TEXT PASSAGE:
######
"Laid" is the title song from Manchester alternative rock band James's fifth studio album, Laid (1993). Released on 1 November 1993, the song was a commercial success, charting in the United Kingdom, Australia, and the United States, and has received attention as a theme song for the American Pie film series.

Composition and reception
Emotionally evocative and featuring the risqué opening lyrics, "This bed is on fire with passionate love, the neighbours complain about the noises above, but she only comes when she's on top", it quickly gained popularity on American college radio and remains the group's best-known song in the United States. The American release of its music video replaced the ending of its opening lyrics with "she only sings when she's on top" (although Tim Booth is seen to lip-sync the original line, and is accompanied by a subtitle reading "hums"). Today, a number of alternative rock stations, including Boston's RadioBDC, WBOS, Maryland's WRNR-FM, Chicago's WXRT, Missoula's KDTR-FM, Philadelphia's WRFF and suburban New York City's WXPK will play "Laid" with the original controversial line.
######
ITEMS:
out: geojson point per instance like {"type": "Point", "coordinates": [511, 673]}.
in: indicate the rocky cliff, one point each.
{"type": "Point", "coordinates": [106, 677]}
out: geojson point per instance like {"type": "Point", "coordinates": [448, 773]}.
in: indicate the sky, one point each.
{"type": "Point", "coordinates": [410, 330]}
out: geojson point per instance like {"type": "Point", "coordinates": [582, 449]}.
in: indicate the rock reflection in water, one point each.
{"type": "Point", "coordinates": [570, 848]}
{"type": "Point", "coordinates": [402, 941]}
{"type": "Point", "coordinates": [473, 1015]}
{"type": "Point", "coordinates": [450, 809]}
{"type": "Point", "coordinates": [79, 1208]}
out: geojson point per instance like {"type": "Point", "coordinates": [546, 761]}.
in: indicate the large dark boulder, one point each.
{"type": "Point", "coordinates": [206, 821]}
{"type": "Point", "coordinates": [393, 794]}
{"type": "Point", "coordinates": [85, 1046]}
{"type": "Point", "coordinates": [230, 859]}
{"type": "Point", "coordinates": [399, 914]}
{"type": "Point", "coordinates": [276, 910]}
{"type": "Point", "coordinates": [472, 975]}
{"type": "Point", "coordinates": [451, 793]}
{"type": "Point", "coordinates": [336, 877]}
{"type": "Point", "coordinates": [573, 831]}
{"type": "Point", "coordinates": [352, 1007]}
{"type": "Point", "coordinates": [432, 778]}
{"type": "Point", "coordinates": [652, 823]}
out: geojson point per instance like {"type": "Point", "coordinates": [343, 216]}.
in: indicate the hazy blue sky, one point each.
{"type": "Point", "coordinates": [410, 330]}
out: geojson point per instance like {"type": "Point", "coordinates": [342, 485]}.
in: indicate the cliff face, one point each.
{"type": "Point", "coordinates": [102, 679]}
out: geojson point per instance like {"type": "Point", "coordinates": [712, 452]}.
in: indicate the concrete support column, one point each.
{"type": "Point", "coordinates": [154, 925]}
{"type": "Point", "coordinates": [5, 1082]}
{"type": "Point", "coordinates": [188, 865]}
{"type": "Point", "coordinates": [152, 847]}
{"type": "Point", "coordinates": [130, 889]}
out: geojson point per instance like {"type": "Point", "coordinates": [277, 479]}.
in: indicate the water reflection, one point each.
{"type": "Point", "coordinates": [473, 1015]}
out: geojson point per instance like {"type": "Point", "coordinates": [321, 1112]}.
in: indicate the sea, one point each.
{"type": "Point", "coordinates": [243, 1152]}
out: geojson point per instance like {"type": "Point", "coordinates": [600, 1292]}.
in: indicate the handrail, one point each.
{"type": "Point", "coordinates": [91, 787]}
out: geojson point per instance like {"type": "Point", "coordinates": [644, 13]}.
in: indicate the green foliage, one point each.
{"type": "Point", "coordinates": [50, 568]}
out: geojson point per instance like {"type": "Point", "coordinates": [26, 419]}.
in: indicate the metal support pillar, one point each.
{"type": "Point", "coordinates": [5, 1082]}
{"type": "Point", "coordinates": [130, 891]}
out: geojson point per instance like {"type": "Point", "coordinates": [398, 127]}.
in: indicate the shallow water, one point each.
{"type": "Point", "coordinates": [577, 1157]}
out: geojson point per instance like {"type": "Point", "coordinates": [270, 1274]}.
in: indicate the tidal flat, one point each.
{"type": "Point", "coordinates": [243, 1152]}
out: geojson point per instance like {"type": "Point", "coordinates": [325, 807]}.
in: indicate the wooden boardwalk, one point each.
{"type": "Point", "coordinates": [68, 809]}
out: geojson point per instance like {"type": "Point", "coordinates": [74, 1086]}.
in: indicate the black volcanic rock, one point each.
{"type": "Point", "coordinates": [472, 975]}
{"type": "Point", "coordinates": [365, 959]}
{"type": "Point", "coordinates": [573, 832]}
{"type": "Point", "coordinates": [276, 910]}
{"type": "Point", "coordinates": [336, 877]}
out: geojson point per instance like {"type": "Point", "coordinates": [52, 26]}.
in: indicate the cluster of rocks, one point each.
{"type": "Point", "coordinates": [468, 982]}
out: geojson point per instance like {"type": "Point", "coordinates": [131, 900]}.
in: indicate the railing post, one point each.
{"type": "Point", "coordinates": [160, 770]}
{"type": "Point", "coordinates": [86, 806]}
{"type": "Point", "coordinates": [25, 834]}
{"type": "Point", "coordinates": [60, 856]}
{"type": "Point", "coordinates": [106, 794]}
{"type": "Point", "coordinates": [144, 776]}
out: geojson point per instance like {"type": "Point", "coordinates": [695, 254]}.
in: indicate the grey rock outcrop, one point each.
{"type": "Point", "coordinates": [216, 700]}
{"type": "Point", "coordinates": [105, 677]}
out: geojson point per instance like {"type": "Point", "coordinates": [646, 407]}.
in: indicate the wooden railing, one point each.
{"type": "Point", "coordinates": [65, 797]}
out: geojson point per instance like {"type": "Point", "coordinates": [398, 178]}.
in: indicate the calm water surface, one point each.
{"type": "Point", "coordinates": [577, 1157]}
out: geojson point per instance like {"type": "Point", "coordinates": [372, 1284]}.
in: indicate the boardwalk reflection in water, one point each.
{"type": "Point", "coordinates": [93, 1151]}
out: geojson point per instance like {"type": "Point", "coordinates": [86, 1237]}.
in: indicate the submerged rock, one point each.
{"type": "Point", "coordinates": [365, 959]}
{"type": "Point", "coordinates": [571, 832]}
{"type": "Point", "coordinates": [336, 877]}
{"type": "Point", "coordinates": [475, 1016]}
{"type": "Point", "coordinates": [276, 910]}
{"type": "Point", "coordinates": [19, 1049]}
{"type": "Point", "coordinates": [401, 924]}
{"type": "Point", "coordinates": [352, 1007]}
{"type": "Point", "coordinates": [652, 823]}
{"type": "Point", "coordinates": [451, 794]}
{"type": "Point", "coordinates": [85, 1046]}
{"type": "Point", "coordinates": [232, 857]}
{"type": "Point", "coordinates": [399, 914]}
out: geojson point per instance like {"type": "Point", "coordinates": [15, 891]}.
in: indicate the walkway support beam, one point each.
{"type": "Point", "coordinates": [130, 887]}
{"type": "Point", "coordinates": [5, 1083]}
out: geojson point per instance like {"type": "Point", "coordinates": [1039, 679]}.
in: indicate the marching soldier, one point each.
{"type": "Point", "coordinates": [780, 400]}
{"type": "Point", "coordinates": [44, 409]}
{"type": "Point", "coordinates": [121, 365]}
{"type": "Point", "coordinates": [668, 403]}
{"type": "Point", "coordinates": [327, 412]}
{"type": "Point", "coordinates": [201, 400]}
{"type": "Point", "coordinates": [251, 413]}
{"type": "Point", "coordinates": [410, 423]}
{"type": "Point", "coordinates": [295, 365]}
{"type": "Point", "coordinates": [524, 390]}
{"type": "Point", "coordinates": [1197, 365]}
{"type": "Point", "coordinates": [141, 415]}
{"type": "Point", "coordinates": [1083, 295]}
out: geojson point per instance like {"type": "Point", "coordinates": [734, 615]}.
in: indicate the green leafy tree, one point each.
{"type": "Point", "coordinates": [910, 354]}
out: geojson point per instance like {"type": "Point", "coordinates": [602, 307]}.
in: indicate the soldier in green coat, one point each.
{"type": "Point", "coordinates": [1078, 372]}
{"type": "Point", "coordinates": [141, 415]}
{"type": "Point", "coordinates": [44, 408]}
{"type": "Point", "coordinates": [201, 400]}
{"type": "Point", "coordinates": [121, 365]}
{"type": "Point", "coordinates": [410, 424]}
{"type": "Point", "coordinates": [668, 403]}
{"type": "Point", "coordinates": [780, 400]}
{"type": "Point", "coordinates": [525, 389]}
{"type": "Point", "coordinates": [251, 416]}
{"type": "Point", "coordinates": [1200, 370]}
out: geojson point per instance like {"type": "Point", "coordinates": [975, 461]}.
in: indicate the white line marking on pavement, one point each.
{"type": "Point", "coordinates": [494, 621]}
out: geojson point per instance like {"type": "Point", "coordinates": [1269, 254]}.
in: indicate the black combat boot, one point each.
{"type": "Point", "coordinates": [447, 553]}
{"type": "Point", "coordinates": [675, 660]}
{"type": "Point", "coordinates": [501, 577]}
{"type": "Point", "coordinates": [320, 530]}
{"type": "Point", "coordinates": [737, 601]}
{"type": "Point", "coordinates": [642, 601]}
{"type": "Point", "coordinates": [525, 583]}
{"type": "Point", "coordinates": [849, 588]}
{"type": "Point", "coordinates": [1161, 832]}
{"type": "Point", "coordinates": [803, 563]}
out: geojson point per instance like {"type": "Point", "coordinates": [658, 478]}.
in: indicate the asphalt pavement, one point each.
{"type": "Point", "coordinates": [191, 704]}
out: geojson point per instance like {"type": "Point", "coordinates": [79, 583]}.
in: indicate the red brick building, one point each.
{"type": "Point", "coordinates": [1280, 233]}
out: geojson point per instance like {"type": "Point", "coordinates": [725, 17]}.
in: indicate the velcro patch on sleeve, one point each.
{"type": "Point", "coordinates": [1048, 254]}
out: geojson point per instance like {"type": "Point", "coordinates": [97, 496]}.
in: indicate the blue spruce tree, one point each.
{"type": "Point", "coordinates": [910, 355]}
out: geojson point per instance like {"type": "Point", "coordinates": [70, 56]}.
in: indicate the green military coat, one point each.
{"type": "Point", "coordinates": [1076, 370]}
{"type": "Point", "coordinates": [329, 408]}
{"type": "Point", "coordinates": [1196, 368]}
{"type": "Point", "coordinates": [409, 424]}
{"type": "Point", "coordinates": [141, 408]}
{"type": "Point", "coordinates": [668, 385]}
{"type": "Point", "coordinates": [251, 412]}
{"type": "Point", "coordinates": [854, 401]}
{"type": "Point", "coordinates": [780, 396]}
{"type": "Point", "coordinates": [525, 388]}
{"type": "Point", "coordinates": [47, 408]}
######
WORK TO COMPLETE: Please list every radio station that the passage on the song "Laid" above names as playing it with the original line.

TASK SOLUTION:
RadioBDC (Boston)
WBOS
WRNR-FM (Maryland)
WXRT (Chicago)
KDTR-FM (Missoula)
WRFF (Philadelphia)
WXPK (suburban New York City)